Given exercise =
Replace "put one dot on" with "place a single dot on" throughout the entries below and reproduce them with nothing else changed. Leave the pictures out of your answer.

[BEGIN Records for the exercise]

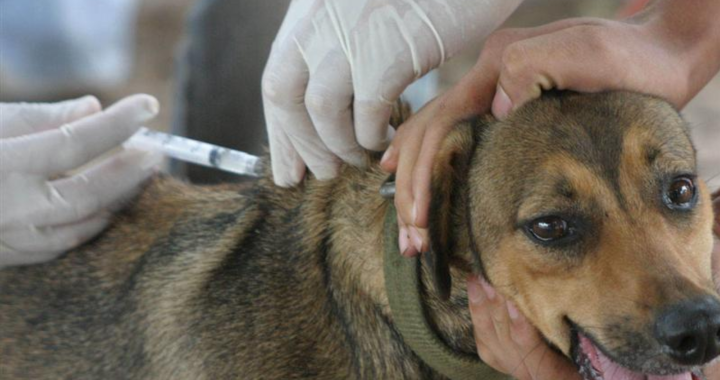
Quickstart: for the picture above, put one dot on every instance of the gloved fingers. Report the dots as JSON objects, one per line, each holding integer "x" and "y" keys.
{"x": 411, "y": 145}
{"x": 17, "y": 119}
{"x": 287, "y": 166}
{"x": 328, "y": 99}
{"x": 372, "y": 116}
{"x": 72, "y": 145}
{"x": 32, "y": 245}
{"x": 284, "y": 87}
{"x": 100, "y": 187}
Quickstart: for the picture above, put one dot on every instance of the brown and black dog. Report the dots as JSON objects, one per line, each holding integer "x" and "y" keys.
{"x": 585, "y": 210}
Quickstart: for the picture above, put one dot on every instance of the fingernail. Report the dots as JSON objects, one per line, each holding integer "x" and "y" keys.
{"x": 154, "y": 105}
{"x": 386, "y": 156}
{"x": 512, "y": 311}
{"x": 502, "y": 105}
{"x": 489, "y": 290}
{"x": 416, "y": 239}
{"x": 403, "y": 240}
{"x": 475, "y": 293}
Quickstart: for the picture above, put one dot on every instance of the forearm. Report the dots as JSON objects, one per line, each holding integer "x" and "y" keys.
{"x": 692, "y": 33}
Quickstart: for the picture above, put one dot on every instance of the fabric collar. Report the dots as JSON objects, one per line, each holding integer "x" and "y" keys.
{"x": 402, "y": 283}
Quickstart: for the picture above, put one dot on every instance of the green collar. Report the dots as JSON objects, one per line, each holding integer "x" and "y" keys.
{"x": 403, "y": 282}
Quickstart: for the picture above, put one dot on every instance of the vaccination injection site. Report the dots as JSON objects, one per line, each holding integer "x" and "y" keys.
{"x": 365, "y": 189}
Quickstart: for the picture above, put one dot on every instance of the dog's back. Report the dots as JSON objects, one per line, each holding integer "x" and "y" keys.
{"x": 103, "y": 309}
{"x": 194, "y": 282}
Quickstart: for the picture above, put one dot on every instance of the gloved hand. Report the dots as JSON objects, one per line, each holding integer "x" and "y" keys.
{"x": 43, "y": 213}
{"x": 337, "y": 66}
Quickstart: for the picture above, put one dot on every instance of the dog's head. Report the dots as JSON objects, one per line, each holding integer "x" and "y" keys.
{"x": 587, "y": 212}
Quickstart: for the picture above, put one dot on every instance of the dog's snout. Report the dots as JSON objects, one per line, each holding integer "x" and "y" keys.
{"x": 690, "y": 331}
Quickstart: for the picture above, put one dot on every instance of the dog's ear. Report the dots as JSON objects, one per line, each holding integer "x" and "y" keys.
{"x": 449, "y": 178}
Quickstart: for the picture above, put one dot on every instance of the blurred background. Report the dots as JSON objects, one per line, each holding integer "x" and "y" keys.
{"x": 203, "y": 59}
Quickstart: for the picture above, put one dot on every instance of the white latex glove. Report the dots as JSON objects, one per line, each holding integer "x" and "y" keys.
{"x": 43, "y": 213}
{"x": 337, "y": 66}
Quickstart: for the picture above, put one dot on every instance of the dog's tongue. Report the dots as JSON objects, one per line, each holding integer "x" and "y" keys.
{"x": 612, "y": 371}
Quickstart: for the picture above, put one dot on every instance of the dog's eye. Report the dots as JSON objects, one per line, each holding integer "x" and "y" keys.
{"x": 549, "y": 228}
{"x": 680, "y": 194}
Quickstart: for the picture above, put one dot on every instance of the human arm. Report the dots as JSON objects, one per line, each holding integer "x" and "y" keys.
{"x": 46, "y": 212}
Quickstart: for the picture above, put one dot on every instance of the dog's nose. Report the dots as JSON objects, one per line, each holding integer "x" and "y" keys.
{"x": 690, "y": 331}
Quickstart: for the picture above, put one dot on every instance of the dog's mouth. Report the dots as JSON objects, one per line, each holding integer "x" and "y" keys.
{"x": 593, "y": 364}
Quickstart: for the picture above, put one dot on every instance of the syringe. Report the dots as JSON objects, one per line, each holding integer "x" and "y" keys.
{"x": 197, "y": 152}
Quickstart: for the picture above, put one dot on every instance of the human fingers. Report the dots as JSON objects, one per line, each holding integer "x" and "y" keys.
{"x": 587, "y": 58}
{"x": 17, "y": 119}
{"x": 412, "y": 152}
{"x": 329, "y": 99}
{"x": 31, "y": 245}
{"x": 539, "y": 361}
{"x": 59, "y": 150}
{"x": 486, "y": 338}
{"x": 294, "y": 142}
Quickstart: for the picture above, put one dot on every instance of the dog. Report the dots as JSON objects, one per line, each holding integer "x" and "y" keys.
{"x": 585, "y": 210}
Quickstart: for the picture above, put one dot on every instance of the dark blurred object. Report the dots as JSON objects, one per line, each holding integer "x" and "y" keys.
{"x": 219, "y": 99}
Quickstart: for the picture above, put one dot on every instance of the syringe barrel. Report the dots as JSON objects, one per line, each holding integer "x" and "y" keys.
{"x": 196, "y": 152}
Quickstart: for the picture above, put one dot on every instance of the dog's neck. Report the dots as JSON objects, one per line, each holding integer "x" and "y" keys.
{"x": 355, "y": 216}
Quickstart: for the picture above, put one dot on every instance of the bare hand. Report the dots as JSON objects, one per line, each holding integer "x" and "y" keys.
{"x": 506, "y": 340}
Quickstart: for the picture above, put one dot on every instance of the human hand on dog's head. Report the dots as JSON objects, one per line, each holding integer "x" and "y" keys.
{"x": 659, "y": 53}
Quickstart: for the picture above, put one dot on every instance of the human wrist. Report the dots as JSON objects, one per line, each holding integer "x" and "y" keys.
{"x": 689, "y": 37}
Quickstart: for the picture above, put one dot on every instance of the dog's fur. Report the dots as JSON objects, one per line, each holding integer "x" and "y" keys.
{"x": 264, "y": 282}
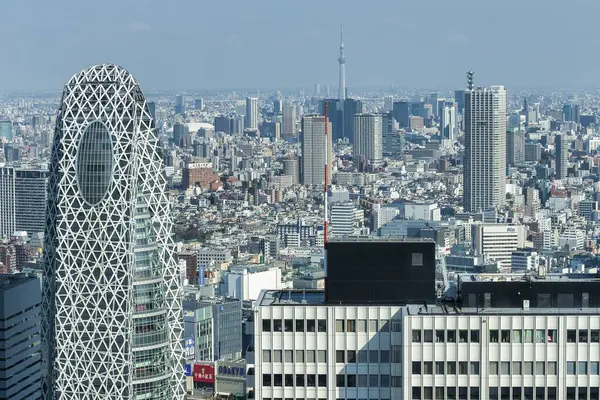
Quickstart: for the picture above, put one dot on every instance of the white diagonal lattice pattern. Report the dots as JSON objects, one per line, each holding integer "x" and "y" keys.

[END Records for the exercise]

Correct response =
Quickstart: for the picture above, place a single dot on every instance of the gloved fingers. Report the dots as JSON objects, one per line, each holding integer "x" and "y" keys.
{"x": 411, "y": 145}
{"x": 17, "y": 119}
{"x": 287, "y": 166}
{"x": 328, "y": 99}
{"x": 372, "y": 116}
{"x": 72, "y": 145}
{"x": 32, "y": 245}
{"x": 284, "y": 87}
{"x": 100, "y": 187}
Quickstart: for the picture above, place a single dot on every instance of the brown and black dog. Report the dots as JSON objects, one per line, each holding integer "x" and "y" keys.
{"x": 585, "y": 210}
Quickstart: for the picture above, place a single dot on every instance of the fingernail. Report the dots as JSON objects, one per line, each holding integer "x" and "y" keys.
{"x": 154, "y": 105}
{"x": 386, "y": 156}
{"x": 512, "y": 311}
{"x": 502, "y": 105}
{"x": 489, "y": 290}
{"x": 416, "y": 239}
{"x": 403, "y": 240}
{"x": 475, "y": 293}
Quickstart: for the picture above, place a single dot on every instance of the forearm. Report the dots as JSON objects, one per line, each holding integer "x" and "y" keys.
{"x": 692, "y": 33}
Quickstart: for the picture above, place a single dot on every instance of the fabric collar. Report the dots as JSON objects, one per line, each holding integer "x" and "y" keys.
{"x": 402, "y": 283}
Quickstart: for the picture above, place a single dot on every instance of the green collar. Report the dots as JSON objects, one per line, each holding integer "x" and "y" keys.
{"x": 403, "y": 282}
Quickstart: for the picture above, place a single dot on every instance of the vaccination injection site. Report the dots as JSON objects, one per line, each holding integer "x" and "y" keys.
{"x": 365, "y": 189}
Quickstart: for the picture above, place a single dot on every instance of the dog's back. Report the dots as JSON objects, one per line, each holding integer "x" and "y" keys.
{"x": 103, "y": 309}
{"x": 194, "y": 282}
Quickstart: for the picture above, place a single dot on every instance of the gloved hand. Report the dots as JSON objects, one per line, each holding integer "x" and "y" keys.
{"x": 43, "y": 213}
{"x": 337, "y": 66}
Quickstart: for the picture above, place a single dot on every instance of the dog's head. Report the dots as JSON objects, one per line, each holding integer "x" and "y" keys.
{"x": 587, "y": 212}
Quickstart: for the picture above, place a single dot on every instance of the dog's snout. Report the dots as JSON objects, one per line, each holding integer "x" and "y" keys.
{"x": 690, "y": 331}
Quickstart: for the picture above, place a single dot on every instance of the dog's ear. Report the dots as JSON objects, one per line, each holding integer "x" and "y" keys.
{"x": 449, "y": 178}
Quickstart: for the picture above, place a single dot on every instance of the blurred background. Report the dots as JSON objects, one per line, each holding integer "x" and "y" keys.
{"x": 203, "y": 59}
Quickstart: for the picture above, place a single dot on every instance of the white latex glove. Report the dots as JSON objects, one per line, each holding integer "x" and "y" keys.
{"x": 43, "y": 213}
{"x": 337, "y": 66}
Quickstart: for the picture above, place a single dot on every instance of the dog's tongue. Report the dots as JSON objects, one per line, each holding integer "x" and "y" keys.
{"x": 612, "y": 371}
Quickstart: for the picture above, place a single dot on every instance of the dog's eye. Report the dots as JSON objects, one per line, each holding integer "x" and "y" keys.
{"x": 549, "y": 228}
{"x": 680, "y": 194}
Quickstart: for the picture above, place a single dot on every instance of the human arm. Report the dots as JSON objects, one per line, each holding integer "x" and "y" keys.
{"x": 46, "y": 212}
Quickstart: for the picture above, place a single dot on every instance of the dog's nose. Report the dots as JSON objects, one per line, each holding integer "x" and "y" keys.
{"x": 690, "y": 331}
Quickstart: for the picture above, place a single dot on every instance of the dog's mouth. Report the dots as JSON objects, one per line, each holding integer "x" and "y" keys.
{"x": 593, "y": 364}
Quickstart: for the picture above, place a single dot on every instance of the syringe. Report the dots as JSON objects, one per line, each holding integer "x" and "y" keys.
{"x": 197, "y": 152}
Quickstart: for the picture above, place a single dot on every instance of the human fingers. Report the dots as JSON objects, one per line, each holding integer "x" and "y" keys.
{"x": 587, "y": 58}
{"x": 17, "y": 119}
{"x": 412, "y": 152}
{"x": 329, "y": 99}
{"x": 31, "y": 245}
{"x": 539, "y": 361}
{"x": 59, "y": 150}
{"x": 486, "y": 338}
{"x": 294, "y": 142}
Quickstart: for the picture above, place a single dot on every instance of the dog. Report the dots as JSON objects, one per line, each holding integer "x" and "y" keys.
{"x": 585, "y": 210}
Quickstart: for the picture above, place a single dot on every instance of the dark blurred object. Report the dots as JSON objects, one per line, each holding integer "x" and "y" keys.
{"x": 219, "y": 99}
Quickstart: for the picture above, place a single dot on every instance of the syringe barrel. Report the dots as JSON objects, one per line, each holding integer "x" and "y" keys.
{"x": 196, "y": 152}
Quickstart: for the picture above, place a single dot on every instance of the dog's neck. Report the dots as JSON objects, one per line, each holding integer "x" and "y" keys.
{"x": 355, "y": 216}
Quickstart: for the picture above, place a single dot on every instance of the bare hand. Report the dots as JSON objects, one per line, each holding integer "x" and "y" keys.
{"x": 506, "y": 340}
Quickstart: for the picture above, place a single dot on every instance of the human hand on dog's head. Report the dots as JSON objects, one per line, each holding integer "x" and "y" keys.
{"x": 659, "y": 53}
Quickstart: for the picture above, place a single dot on every instance of the human wrist. Report the dots as JSON objects, one per line, each holding integer "x" and "y" keys.
{"x": 689, "y": 37}
Quickstart: for the picture above, place a single dot on every instance of the dog's fur. Report the dots as JSON objects, one per line, each holding integer "x" and "y" keys.
{"x": 264, "y": 282}
Quickstart: for the picture above, place a single dot on every instance of the white diagonal lattice pattern. Report the dots as JSON objects, one per line, each holding integer "x" and "y" keys.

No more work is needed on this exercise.